Input data:

=-=-=

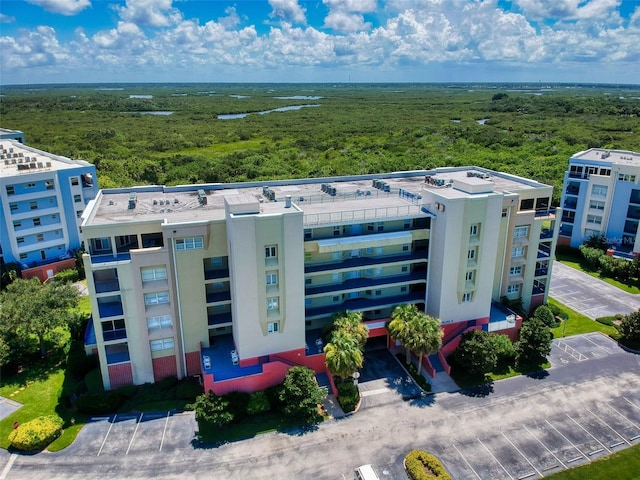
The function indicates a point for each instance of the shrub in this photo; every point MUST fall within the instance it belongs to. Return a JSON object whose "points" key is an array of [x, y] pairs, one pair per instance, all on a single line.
{"points": [[348, 396], [258, 403], [189, 390], [99, 404], [422, 465], [36, 434], [69, 275]]}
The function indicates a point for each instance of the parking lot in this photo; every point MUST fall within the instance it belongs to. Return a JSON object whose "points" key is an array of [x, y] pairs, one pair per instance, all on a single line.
{"points": [[573, 433], [130, 434]]}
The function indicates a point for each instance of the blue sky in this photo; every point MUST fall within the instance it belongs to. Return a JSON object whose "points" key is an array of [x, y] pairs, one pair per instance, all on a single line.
{"points": [[89, 41]]}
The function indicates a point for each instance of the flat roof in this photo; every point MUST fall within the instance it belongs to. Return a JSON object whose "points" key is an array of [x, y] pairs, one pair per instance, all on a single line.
{"points": [[615, 157], [341, 198], [18, 159]]}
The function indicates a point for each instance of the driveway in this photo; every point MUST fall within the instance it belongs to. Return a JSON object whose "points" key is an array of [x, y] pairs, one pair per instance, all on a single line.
{"points": [[589, 295]]}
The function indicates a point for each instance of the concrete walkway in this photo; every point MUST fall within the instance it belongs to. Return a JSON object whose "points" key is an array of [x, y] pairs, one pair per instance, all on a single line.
{"points": [[588, 295]]}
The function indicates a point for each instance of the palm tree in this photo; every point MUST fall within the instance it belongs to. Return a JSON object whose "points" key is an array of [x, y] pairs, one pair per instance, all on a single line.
{"points": [[425, 336], [343, 355], [399, 327]]}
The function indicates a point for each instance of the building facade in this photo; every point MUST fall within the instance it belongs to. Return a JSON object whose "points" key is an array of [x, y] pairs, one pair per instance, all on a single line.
{"points": [[601, 196], [42, 197], [235, 282]]}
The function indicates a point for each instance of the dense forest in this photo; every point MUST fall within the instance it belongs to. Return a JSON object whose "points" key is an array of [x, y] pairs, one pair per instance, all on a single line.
{"points": [[171, 133]]}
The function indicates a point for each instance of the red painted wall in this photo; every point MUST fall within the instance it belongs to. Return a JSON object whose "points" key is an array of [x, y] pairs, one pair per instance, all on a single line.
{"points": [[41, 272], [120, 375], [164, 367]]}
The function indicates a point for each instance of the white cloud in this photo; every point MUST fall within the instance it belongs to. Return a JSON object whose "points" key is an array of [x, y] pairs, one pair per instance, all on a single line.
{"points": [[63, 7], [288, 11], [154, 13], [567, 9]]}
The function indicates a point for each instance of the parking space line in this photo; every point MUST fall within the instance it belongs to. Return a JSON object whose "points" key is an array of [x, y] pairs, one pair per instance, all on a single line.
{"points": [[494, 457], [597, 345], [466, 461], [545, 447], [523, 455], [570, 442], [107, 434], [589, 433], [610, 428], [134, 433], [164, 431]]}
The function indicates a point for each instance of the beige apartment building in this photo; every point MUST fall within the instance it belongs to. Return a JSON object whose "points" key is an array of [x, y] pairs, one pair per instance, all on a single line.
{"points": [[235, 282]]}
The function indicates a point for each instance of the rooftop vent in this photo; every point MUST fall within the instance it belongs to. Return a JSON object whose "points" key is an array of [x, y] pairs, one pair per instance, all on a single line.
{"points": [[202, 197]]}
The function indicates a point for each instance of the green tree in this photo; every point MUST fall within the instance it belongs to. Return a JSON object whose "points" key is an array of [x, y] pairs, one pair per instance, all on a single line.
{"points": [[630, 327], [425, 336], [300, 393], [534, 344], [477, 352], [210, 408], [343, 355], [545, 315], [31, 308]]}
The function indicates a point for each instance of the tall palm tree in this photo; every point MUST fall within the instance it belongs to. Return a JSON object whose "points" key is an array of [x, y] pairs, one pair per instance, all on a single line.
{"points": [[400, 328], [343, 355], [425, 336]]}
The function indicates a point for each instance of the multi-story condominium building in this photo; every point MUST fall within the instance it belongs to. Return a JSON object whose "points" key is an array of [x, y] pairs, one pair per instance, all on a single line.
{"points": [[235, 282], [601, 196], [42, 197]]}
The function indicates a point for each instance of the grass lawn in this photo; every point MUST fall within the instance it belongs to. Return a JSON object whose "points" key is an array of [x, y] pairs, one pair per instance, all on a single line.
{"points": [[575, 261], [578, 323], [623, 465], [248, 427]]}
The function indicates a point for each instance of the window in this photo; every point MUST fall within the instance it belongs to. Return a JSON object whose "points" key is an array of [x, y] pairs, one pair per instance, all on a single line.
{"points": [[189, 243], [161, 321], [162, 344], [272, 278], [272, 303], [153, 273], [520, 232], [599, 190], [156, 298]]}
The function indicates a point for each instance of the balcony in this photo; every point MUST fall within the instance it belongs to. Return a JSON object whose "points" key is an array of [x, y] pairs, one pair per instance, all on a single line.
{"points": [[417, 254], [368, 282]]}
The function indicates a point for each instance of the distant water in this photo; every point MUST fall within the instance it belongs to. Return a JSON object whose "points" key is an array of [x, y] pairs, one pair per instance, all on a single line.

=-=-=

Written problem: Print all of the entries word for word. Skip any images they contain.

The solution:
The function indicates a point for each instance of the shrub in this photo; every point MUST fall within the instance it belongs to. Return a JSON object whose "points" key is an array of [x, y] pairs, one pair per instance, all on a single line.
{"points": [[348, 396], [258, 403], [189, 390], [99, 404], [422, 465], [36, 434], [69, 275]]}
The function indicates a point for each instance of the parking lot in this photo; every point MUST fall within the instance it belongs to. Return a JSON object whose "points" key is an array of [x, y] pairs, one pair per instance, all on a single line.
{"points": [[573, 433], [130, 434]]}
The function indicates a point for each instance of the blue sky in this photo; every point MUST fall within the instance it belongs to. Return a JSON object whose "points" key is an array of [x, y] pairs, one pair per instance, all on a single line.
{"points": [[89, 41]]}
The function indicates a point for each instance of the flat roof in this photo; every point MUST fall within the instance it belongs to. Return a JSON object whose "points" key is an array of [x, y] pairs, one pair per instance, all on a single line.
{"points": [[615, 157], [341, 198], [18, 159]]}
The function indicates a point for each instance of the driveway in this photo; every point MUST fall within the instance it belongs to. Return a JSON object whose "points" key is an array of [x, y] pairs, one pair per instance, all on a single line.
{"points": [[589, 295]]}
The function indicates a point for each instance of the concrete walkway in this photo; every point MUST fall within the instance it belongs to. Return a JSON object whose "points" key is an array of [x, y] pairs, one pair per instance, all on a single line.
{"points": [[588, 295]]}
The function indicates a point for each instance of the palm tree in this photo; every point MUST fall within the instance it belongs to. Return a JSON object whose "points" key is an array of [x, y] pairs, one pair per instance, all on a single line.
{"points": [[425, 336], [343, 355], [399, 327]]}
The function indicates a point for each instance of the building facade in this photo; every point MUST fall within the instance it belongs to. Return a JSON object whose "points" key is an array of [x, y] pairs, one pair per instance, all on a single line.
{"points": [[601, 196], [42, 197], [235, 282]]}
The function indicates a point for each instance of the dense forest in this photo; every point MUST fall within the instance it belongs to. Return a JSON object whose "points" key is an array of [x, y] pairs, one pair per instance, all on a single line.
{"points": [[171, 133]]}
The function indicates a point for each instance of the red painted wall in this photo; every point MUST fall within the instance it belongs to. Return a JSON object whose "points" key is an array of [x, y] pairs, one pair per instance, all on a single line.
{"points": [[41, 272], [120, 375], [164, 367]]}
The function indicates a point for each instance of the white cloud in this photo; every point MUST fall within the instance it belongs to. Return a JSON object whose "points" key is an array of [x, y] pairs, one pair per instance, all on a single line.
{"points": [[63, 7], [288, 11], [154, 13], [567, 9]]}
The function indicates a point for each instance of the parking space line in this photo; every point MUST fall within the instance it belongs to. Return a JSON object whose "points" key is an array of [x, y] pairs, one pair per instance, all on a single line.
{"points": [[494, 457], [597, 345], [466, 461], [545, 447], [523, 455], [570, 442], [107, 434], [589, 433], [610, 428], [134, 433], [164, 431]]}
The function indicates a point for each instance of the beige apartment building in this photo; every point MUST fall within the instance it belongs to. Return a JSON object whose "points" key is an array of [x, y] pairs, one pair per instance, all on a single line.
{"points": [[235, 282]]}
The function indicates a point for each instance of the rooftop vent in this photo; every point MUST fall within the instance it belongs to. Return a JSON object whose "points" key is an array of [x, y] pairs, one pair per instance, all on a single line.
{"points": [[202, 197]]}
The function indicates a point for each instance of the green tree in this photo; every point MUST fall within the instance it belongs to. Return a JSON object whose "points" key is an array of [x, y] pairs, one pair per instance, all on a single line.
{"points": [[630, 327], [425, 336], [300, 393], [534, 344], [477, 352], [210, 408], [343, 355], [545, 315], [31, 308]]}
The function indicates a point for each instance of the tall palm tree in this photo; every point MUST fall within the instance it belongs to. Return a JSON object whose "points" key is an array of [x, y] pairs, one pair per instance, all on a single line.
{"points": [[400, 328], [343, 355], [425, 336]]}
The function indicates a point for each instance of the multi-story condominium building in this photo; every point MUST fall within the instance it belongs to. Return a JSON object whose "points" key is an array of [x, y] pairs, one pair per instance, all on a single line.
{"points": [[235, 282], [601, 196], [42, 197]]}
The function indicates a point for each instance of the grass lawn in this photo; every point MUST fall within the instance it belongs to. Return a JSON object whose "points" key is an array of [x, y] pairs, one pair per instance, all on a single line.
{"points": [[575, 261], [578, 323], [623, 465], [248, 427]]}
The function indicates a point for each instance of the window in this photo; every point MUST fall within the instance it belongs to. Return a JSON object whose "points" key is an array of [x, y] pairs, one pair per instance, all on a single line.
{"points": [[189, 243], [161, 321], [162, 344], [272, 278], [272, 303], [153, 273], [520, 232], [599, 190], [156, 298]]}
The function indicates a point for each instance of the balcony in this photo; every point MUST fall within the instance it belongs to. Return a JSON object whose "points" key is an array of [x, y] pairs, one pair per instance, all on a single line.
{"points": [[417, 254], [368, 282]]}
The function indicates a point for each instance of the distant water in this photo; every point MUST fall within the instance it belongs to. Return a JSON object whose "points" key is an array of [x, y] pairs, one pair per instance, all on a single line.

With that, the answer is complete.